Richard, gangster en cavale, et son acolyte Albert, qui est mourant, trouvent refuge dans un château irlandais. Richard ne tarde pas à semer le trouble au sein du couple étrange que forment la jeune et belle Teresa et George, un homme plus âgé qui vient de vendre son usine…

Le film

[4,5/5]

Difficile de mettre Cul-de-sac dans une « case » prédéfinie. Si le film met en scène des gangsters, on n’est pas pour autant en présence d’un véritable polar. Certains passages sont assez sombres, le film de Roman Polanski tend vraiment vers la comédie, dont la théâtralisation délibérée et les relents absurdes ne manqueront pas d’évoquer Samuel Beckett – une idée renforcée par le fait que les protagonistes du récit passent quasiment tout le film à attendre l’hypothétique arrivée d’un autre personnage, nommé non pas Godot, mais Katelbach.

Or, Katelbach n’arrive pas, et la poignée de personnages réunis par Polanski dans le vieux château isolé en bord de mer servant de décor au film devront donc s’efforcer de cohabiter, tout en composant avec les autres personnages débarquant occasionnellement dans le champ. Le résultat est un jeu de massacre absolument réjouissant, préfigurant avec une vingtaine d’années d’avance certains des films mis en scène par les frères Coen dans les années 80/90.

Irrésistiblement drôle, mais également joliment poétique – on pense à ces séquences mettant en scène la marée – Cul-de-sac mélange les éléments familiers du spectateur, piochant dans le Film Noir, le thriller ou le slapstick, et place deux gangsters à la petite semaine face au névrosé George (Donald Pleasence), récemment marié à Teresa (Françoise Dorléac), beaucoup plus jeune que lui. L’arrivée des deux truands, Richard (Lionel Stander) et Albie (Jack MacGowran), va forcément perturber l’harmonie apparente dans le couple. En effet, frustrée par la situation, Teresa va donc peu à peu exhorter George à se rebeller et à affronter Richard, puis se décidera à prendre les choses en main par elle-même…

La raison d’être de Cul-de-sac n’est ni la critique sociale ou la satire de mœurs. Bien sûr, le film de Polanski brocarde par ci par là l’hypocrisie bourgeoise, et la façon dont certains couples riches éduquent leurs enfants – on pense par exemple à ce sacré sale gosse d’Horace, incarné par Trevor Delaney.

Tâches à réaliser —
A) D'après la critique du film Cul-de-sac, quelle actrice interprète Teresa ?
B) Rédigez la suite de la critique du film Cul-de-sac, en reprenant juste après sa dernière phrase.

Données —

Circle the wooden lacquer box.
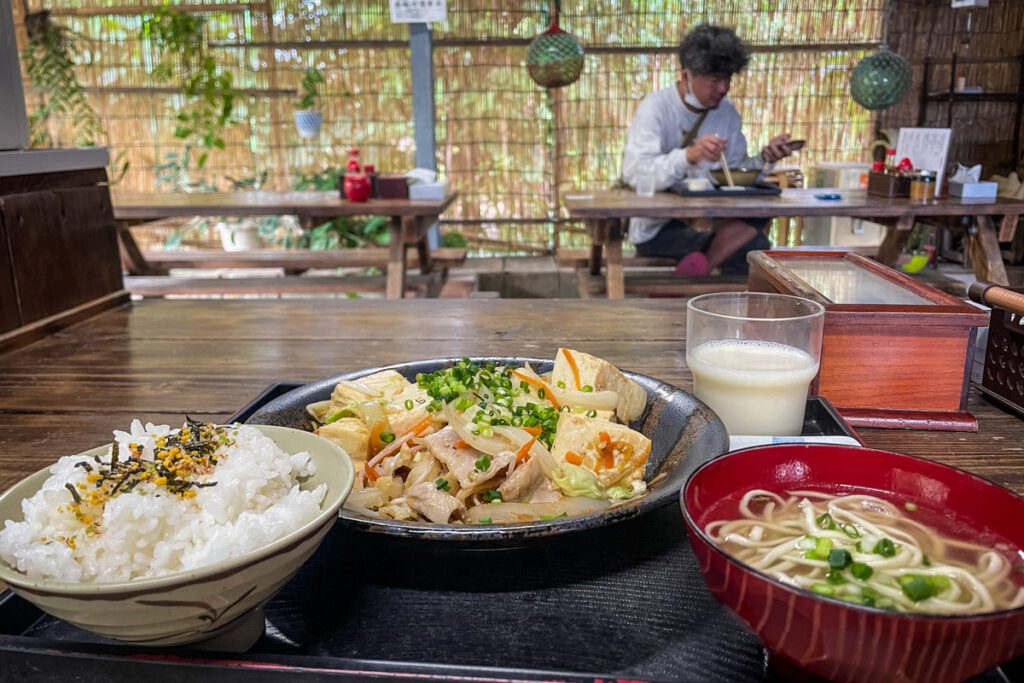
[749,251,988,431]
* * *
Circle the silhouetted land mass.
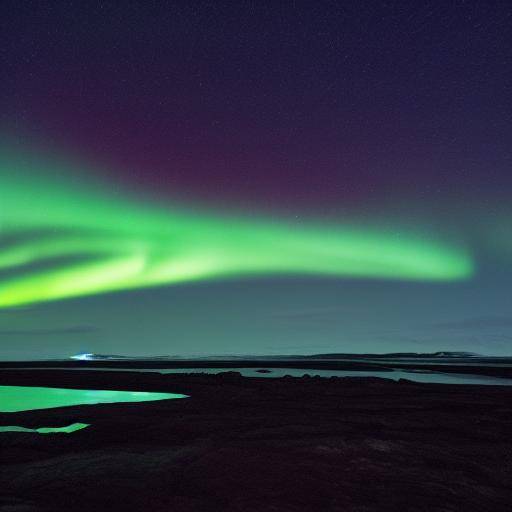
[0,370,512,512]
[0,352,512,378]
---
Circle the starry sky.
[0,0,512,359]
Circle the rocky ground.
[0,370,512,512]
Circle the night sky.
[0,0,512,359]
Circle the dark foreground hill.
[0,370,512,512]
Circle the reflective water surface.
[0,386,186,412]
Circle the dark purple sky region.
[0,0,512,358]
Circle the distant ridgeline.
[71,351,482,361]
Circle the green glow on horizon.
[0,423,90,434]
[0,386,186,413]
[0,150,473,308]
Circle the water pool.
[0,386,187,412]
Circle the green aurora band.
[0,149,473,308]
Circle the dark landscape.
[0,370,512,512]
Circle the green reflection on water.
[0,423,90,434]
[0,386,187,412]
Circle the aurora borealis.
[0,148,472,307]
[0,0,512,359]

Réponses aux tâches —
A) Françoise Dorléac.

B)
Mais le vrai plaisir du cinéaste se situe vraiment dans la méchanceté vis à vis de ses personnages, et dans l’explosion sadomasochiste du couple au centre du film. Les frustrations et les défauts de ses protagonistes seront peu à peu mises à jour, et chacun se laissera aller à des révélations qui ouvriront chez eux un certain nombre de blessures.

Et le chaos prendra donc finalement le dessus, pour le plus grand plaisir du spectateur, dans le sens où le tout est littéralement transcendé par la mise en scène de Roman Polanski – qui s’offre notamment un extraordinaire plan-séquence de plus de sept minutes – et par la photographie absolument somptueuse de Gilbert Taylor, déjà à l’œuvre l’année précédente sur Répulsion. Du côté des acteurs, on notera que la regrettée Françoise Dorléac (1942-1967) succédait à sa sœur Catherine Deneuve devant la caméra de Polanski. A découvrir.

Le Blu-ray

[4,5/5]

Après des années d’attente, Cul-de-sac débarque enfin en France en Blu-ray, grâce au talent des équipes de Carlotta Films. Oubliez l’horrible édition Filmédia de 2012 : le film de Roman Polanski est ici enfin traité avec le respect et la considération que méritait cette œuvre unique et singulière. Le nouveau master restauré s’avère en effet assez impressionnant, affichant un piqué solide, un grain parfaitement respecté et un niveau de détail exceptionnel. Le noir et blanc est sublime, et la définition ne faiblit jamais, même pendant les séquences nocturnes ou en basse lumière. Les contrastes sont francs, les noirs sont profonds, et la variété des gris et des blancs est douce et naturelle. Côté son, VF et VO sont encodées en DTS-HD Master Audio 1.0, dans des mixages clairs et propres. Tous deux s’avèrent également relativement bien équilibrés, même durant les séquences où plusieurs personnes s’expriment en même temps.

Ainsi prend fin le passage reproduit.